═════ Input data ═════

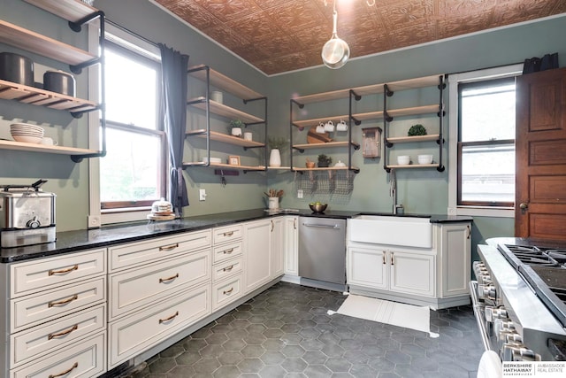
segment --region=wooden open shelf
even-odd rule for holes
[[[59,155],[85,155],[96,153],[97,150],[76,147],[50,146],[39,143],[0,140],[0,149],[23,150],[27,152],[48,152]]]
[[[400,81],[387,82],[386,84],[389,90],[394,92],[406,89],[416,89],[418,88],[431,87],[439,84],[440,76],[440,74],[431,75],[416,79],[408,79]],[[383,93],[385,84],[386,83],[371,84],[348,89],[339,89],[325,93],[316,93],[313,95],[301,96],[294,98],[294,100],[299,104],[312,104],[321,101],[338,100],[340,98],[347,98],[350,94],[350,89],[358,96],[379,94]]]
[[[67,21],[77,22],[98,10],[80,0],[24,0]]]
[[[206,138],[206,129],[201,128],[198,130],[189,131],[187,133],[187,135],[195,136],[197,138]],[[227,134],[218,133],[216,131],[210,131],[210,140],[247,148],[265,146],[264,143],[259,142],[246,141],[245,139],[240,138],[238,136],[228,135]]]
[[[260,123],[264,121],[259,117],[248,114],[244,112],[239,111],[238,109],[231,108],[224,104],[217,103],[212,100],[210,100],[209,103],[210,104],[210,112],[214,114],[229,119],[241,120],[244,123]],[[188,104],[195,108],[206,110],[206,97],[204,96],[190,99]]]
[[[0,98],[71,112],[88,112],[97,108],[96,104],[91,101],[4,80],[0,80]]]
[[[189,67],[188,70],[191,71],[190,75],[202,80],[203,81],[206,81],[206,70],[204,69],[204,65],[194,66],[192,67]],[[242,100],[253,100],[264,96],[255,90],[240,84],[238,81],[230,79],[228,76],[226,76],[219,72],[213,70],[212,68],[209,68],[209,70],[210,84],[212,84],[218,89],[226,90],[226,92],[229,92],[236,97],[241,98]]]
[[[0,19],[0,42],[34,51],[71,66],[76,66],[97,58],[84,50],[77,49],[2,19]]]
[[[428,135],[415,135],[415,136],[395,136],[394,138],[387,138],[386,143],[390,143],[392,144],[394,143],[417,143],[417,142],[430,142],[430,141],[438,141],[440,138],[440,135],[438,134],[431,134]]]
[[[202,161],[196,162],[183,162],[183,167],[187,166],[210,166],[214,168],[222,168],[222,169],[232,169],[238,171],[265,171],[264,166],[233,166],[232,164],[226,163],[210,163],[210,165],[206,165]]]
[[[294,144],[293,148],[295,150],[312,150],[312,149],[320,149],[320,148],[333,148],[333,147],[348,147],[348,141],[344,142],[326,142],[324,143],[305,143],[305,144]],[[360,145],[356,143],[352,142],[352,146],[356,149],[358,149]]]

═════

The request: Copy out all of the data above line for line without any changes, and leave the picture out.

Solution below:
segment --region=wooden open shelf
even-odd rule for holes
[[[59,155],[85,155],[96,153],[97,150],[76,147],[50,146],[39,143],[0,140],[0,149],[23,150],[27,152],[48,152]]]
[[[400,81],[387,82],[386,84],[389,90],[394,92],[406,89],[416,89],[418,88],[431,87],[439,84],[440,76],[440,74],[431,75],[416,79],[408,79]],[[383,93],[385,84],[386,83],[371,84],[348,89],[339,89],[325,93],[316,93],[313,95],[301,96],[294,98],[294,100],[299,104],[312,104],[321,101],[338,100],[340,98],[347,98],[350,94],[350,89],[358,96],[379,94]]]
[[[67,21],[77,22],[98,10],[80,0],[24,0]]]
[[[206,138],[206,129],[201,128],[198,130],[189,131],[187,133],[187,135],[195,136],[197,138]],[[227,134],[218,133],[216,131],[210,131],[210,140],[247,148],[265,146],[264,143],[259,142],[246,141],[245,139],[240,138],[238,136],[228,135]]]
[[[260,123],[264,121],[259,117],[248,114],[244,112],[239,111],[238,109],[231,108],[224,104],[217,103],[212,100],[210,100],[209,103],[210,104],[210,112],[214,114],[229,119],[241,120],[244,123]],[[188,104],[195,108],[206,110],[206,97],[204,96],[190,99]]]
[[[0,98],[71,112],[88,112],[97,108],[96,104],[91,101],[4,80],[0,80]]]
[[[189,67],[188,70],[191,71],[190,75],[202,80],[203,81],[206,81],[206,70],[204,69],[204,65],[194,66],[192,67]],[[242,100],[253,100],[264,96],[255,90],[240,84],[238,81],[230,79],[228,76],[226,76],[219,72],[213,70],[212,68],[209,68],[209,70],[210,84],[212,84],[218,89],[226,90],[226,92],[229,92],[236,97],[241,98]]]
[[[0,19],[0,42],[34,51],[71,66],[76,66],[97,58],[84,50],[77,49],[2,19]]]
[[[428,135],[415,135],[415,136],[395,136],[394,138],[387,138],[386,143],[390,143],[392,144],[394,143],[417,143],[417,142],[430,142],[430,141],[438,141],[440,138],[440,135],[438,134],[431,134]]]
[[[202,161],[196,162],[183,162],[183,167],[187,166],[210,166],[214,168],[222,168],[222,169],[232,169],[238,171],[265,171],[264,166],[233,166],[232,164],[226,163],[210,163],[210,165],[206,165]]]
[[[294,144],[293,148],[295,150],[312,150],[312,149],[320,149],[320,148],[333,148],[333,147],[348,147],[348,141],[344,142],[326,142],[324,143],[305,143],[305,144]],[[360,145],[356,143],[352,142],[352,146],[356,149],[358,149]]]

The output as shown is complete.